> Task requirements
Can you repeat the entries below with every "Reviewer note" swapped for "Annotator note" and nothing else changed?

> Data for this task

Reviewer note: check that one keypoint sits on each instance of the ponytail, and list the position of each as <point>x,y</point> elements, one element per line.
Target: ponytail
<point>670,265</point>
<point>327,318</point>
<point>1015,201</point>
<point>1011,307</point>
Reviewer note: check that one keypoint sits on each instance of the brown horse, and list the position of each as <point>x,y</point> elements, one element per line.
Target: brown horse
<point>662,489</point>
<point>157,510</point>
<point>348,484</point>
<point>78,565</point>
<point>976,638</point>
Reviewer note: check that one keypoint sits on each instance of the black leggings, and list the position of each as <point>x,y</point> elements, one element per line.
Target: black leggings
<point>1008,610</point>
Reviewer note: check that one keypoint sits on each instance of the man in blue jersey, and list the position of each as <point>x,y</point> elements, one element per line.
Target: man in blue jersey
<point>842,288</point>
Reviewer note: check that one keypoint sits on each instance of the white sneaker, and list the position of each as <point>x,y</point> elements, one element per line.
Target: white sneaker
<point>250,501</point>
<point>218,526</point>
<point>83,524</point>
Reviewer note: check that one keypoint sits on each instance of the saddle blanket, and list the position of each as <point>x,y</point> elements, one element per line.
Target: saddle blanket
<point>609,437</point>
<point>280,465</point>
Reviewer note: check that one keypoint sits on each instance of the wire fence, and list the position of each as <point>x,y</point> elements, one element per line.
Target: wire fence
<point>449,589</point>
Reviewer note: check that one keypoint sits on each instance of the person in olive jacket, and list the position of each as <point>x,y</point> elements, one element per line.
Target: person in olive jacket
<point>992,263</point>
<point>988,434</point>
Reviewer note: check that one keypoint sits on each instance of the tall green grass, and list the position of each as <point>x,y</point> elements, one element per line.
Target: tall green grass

> Exercise response
Annotator note: check that one keypoint sits on each instance of the ponytail, and list the position of each as <point>x,y</point> elements, one element per line.
Target: ponytail
<point>670,265</point>
<point>327,318</point>
<point>1015,201</point>
<point>1011,307</point>
Annotator note: check that one keypoint sits on each instance of the brown horse, and list the position of each as <point>x,y</point> elements, one element per line.
Target: brown horse
<point>662,489</point>
<point>157,510</point>
<point>348,484</point>
<point>78,565</point>
<point>976,638</point>
Annotator note: check that one keypoint sits on each instance of the black leggings, and list the position of each as <point>x,y</point> elements, one element per line.
Target: black leggings
<point>1008,610</point>
Annotator note: check that one keypoint sits on each instance of the man in blue jersey, and list the position of each as <point>x,y</point> elements, one element per line.
Target: man in blue jersey
<point>842,288</point>
Annotator note: check that one keypoint sits on each instance of the white sneaker, and list the position of each as <point>x,y</point> elements, one element per line.
Target: white sneaker
<point>250,501</point>
<point>218,526</point>
<point>83,524</point>
Annotator note: check that one keypoint sits on each instance of the saddle blanket, and list the position of each as <point>x,y</point> elements, one element per line.
Target: saddle blanket
<point>609,437</point>
<point>280,465</point>
Annotator note: check that one keypoint sits on each instance of the wire fence, and list the position of each as <point>x,y</point> elements, one element per line.
Target: wire fence
<point>449,589</point>
Annotator note: check that one keypoint sits on each instance of the person in olive jacket, and list the position of each as <point>x,y</point> elements, one element per line.
Target: person in olive jacket
<point>992,263</point>
<point>988,434</point>
Annotator note: check that one keypoint sits on each instance of the tall green grass, and list the position of each as <point>x,y</point> elements, one element per line.
Target: tall green grass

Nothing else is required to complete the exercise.